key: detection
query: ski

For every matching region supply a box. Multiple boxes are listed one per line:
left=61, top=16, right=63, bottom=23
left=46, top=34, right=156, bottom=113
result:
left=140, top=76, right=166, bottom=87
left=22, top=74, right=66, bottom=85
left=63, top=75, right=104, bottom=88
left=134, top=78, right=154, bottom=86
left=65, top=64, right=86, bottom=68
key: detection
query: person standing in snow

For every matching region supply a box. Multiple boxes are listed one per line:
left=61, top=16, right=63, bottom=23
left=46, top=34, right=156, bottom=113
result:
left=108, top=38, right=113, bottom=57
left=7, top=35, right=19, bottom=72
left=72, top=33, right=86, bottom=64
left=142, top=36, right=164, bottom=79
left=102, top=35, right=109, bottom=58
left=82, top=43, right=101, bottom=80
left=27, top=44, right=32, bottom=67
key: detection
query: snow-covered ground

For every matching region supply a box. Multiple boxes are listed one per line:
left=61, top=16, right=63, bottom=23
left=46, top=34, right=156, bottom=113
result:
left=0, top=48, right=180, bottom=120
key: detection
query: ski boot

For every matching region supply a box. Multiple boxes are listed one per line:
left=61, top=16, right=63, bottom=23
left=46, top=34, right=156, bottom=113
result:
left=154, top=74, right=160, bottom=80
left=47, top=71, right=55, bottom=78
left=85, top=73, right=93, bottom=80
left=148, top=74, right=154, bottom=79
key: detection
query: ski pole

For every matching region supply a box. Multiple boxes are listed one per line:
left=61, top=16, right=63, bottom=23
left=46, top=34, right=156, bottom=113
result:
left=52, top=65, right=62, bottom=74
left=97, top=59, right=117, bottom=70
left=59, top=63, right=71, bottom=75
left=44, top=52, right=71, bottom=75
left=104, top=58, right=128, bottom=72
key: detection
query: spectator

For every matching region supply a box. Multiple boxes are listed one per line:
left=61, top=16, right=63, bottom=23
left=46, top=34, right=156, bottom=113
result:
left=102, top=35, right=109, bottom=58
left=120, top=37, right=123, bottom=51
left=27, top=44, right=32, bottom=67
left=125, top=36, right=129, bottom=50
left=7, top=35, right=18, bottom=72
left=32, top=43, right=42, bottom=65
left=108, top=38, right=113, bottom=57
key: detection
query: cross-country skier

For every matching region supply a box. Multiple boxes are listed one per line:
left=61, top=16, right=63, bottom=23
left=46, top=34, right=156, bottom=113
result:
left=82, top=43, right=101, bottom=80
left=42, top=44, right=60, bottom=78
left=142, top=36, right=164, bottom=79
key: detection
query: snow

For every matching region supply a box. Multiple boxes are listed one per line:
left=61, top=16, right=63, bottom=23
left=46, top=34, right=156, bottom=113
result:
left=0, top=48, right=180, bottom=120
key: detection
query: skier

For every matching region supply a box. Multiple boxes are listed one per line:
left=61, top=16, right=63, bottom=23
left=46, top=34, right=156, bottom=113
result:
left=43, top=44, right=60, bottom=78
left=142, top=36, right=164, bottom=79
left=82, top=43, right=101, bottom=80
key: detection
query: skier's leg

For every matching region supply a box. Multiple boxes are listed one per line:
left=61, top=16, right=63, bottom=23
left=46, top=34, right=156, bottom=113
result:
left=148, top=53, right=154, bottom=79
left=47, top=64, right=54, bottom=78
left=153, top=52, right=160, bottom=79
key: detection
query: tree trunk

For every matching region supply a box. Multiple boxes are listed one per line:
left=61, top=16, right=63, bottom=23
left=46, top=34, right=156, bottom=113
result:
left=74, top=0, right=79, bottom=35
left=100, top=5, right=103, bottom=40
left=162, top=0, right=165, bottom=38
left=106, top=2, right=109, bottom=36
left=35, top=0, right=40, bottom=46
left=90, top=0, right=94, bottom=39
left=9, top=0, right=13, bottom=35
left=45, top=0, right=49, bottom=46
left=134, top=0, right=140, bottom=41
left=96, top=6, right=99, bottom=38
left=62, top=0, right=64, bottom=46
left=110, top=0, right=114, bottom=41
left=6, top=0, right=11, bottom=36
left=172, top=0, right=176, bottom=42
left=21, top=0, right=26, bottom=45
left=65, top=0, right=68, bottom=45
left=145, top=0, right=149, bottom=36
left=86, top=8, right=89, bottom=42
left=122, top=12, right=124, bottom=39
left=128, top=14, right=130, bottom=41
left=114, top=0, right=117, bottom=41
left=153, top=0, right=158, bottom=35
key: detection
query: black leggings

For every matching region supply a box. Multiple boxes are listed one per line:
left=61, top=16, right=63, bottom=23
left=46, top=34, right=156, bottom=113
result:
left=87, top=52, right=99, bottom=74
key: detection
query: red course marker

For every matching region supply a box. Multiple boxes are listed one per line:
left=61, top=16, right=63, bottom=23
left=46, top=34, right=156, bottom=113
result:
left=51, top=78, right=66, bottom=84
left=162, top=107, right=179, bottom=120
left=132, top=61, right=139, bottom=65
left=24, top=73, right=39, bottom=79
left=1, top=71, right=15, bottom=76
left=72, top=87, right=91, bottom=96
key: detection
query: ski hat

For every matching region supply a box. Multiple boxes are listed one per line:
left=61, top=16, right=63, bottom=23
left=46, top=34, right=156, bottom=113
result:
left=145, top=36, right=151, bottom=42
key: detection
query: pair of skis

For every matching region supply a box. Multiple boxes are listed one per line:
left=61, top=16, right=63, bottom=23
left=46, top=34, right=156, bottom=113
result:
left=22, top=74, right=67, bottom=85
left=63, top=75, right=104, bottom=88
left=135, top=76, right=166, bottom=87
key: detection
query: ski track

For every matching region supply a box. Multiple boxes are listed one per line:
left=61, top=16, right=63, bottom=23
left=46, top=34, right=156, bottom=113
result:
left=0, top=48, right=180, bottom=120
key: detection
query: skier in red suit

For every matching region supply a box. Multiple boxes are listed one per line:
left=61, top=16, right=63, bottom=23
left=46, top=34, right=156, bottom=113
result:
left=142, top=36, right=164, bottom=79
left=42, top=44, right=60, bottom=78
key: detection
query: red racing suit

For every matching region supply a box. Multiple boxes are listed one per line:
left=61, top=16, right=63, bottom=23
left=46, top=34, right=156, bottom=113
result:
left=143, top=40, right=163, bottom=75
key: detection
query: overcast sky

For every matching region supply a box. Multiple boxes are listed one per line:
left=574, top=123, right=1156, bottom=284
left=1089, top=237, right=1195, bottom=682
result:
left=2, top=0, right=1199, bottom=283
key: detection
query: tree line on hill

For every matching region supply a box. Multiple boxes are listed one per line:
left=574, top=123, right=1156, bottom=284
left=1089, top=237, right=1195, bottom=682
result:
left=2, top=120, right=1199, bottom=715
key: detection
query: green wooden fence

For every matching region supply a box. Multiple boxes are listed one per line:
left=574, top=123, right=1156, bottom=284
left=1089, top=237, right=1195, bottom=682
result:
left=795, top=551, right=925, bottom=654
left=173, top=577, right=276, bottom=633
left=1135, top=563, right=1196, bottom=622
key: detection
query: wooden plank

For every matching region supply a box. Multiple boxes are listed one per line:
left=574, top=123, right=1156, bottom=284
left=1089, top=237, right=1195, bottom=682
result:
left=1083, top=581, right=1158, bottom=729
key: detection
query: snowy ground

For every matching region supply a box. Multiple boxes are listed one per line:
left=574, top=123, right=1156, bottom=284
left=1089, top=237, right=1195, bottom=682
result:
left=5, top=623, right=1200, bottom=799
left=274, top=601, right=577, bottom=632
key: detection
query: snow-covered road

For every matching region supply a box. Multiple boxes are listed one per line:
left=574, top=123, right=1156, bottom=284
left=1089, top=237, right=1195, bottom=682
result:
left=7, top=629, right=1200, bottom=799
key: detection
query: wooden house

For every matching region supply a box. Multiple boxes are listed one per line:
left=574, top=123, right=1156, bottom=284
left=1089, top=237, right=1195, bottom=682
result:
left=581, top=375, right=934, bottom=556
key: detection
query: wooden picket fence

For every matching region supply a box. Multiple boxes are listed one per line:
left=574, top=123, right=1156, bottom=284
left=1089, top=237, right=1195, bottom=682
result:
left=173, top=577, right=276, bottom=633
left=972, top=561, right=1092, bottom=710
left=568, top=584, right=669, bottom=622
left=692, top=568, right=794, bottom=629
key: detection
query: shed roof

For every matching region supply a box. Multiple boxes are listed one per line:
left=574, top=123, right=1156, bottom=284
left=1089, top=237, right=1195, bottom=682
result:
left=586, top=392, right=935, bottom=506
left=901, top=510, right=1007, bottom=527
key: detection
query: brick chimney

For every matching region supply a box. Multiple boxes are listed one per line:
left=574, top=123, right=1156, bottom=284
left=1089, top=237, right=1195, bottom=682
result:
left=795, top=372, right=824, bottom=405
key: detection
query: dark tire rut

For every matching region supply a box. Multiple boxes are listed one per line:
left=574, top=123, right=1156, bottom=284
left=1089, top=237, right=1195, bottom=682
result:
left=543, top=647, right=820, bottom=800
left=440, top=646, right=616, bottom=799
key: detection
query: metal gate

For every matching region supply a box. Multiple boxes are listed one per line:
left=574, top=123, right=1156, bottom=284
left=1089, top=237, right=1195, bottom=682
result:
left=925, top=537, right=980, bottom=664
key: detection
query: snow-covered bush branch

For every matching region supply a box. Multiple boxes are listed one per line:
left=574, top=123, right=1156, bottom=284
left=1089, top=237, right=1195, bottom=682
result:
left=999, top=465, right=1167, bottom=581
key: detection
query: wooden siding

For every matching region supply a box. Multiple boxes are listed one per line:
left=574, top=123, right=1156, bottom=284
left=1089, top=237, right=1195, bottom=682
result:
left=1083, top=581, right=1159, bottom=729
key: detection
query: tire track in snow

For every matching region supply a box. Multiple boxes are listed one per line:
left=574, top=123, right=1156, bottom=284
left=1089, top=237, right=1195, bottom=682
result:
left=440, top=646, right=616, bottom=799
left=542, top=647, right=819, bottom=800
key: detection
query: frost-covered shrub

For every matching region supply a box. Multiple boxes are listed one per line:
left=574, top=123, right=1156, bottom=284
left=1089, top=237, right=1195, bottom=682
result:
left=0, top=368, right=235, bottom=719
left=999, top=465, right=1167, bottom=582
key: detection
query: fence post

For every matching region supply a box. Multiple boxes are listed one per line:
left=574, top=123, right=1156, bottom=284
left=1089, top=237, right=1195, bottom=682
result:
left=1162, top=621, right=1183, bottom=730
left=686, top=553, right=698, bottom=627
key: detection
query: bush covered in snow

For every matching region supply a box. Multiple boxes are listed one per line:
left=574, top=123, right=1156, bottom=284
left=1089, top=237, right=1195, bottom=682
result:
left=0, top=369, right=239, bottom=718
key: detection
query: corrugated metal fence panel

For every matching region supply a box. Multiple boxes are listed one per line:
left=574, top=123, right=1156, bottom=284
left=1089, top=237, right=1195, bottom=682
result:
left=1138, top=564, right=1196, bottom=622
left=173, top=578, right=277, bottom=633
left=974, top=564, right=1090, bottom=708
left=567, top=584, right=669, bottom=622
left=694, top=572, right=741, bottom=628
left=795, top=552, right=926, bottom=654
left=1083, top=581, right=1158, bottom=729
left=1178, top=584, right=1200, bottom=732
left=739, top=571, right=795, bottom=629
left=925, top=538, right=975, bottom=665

::::::::

What to work on: Among the entries above, how many lines contain the string "wooden"? Write the number alone.

Solution to this problem: 5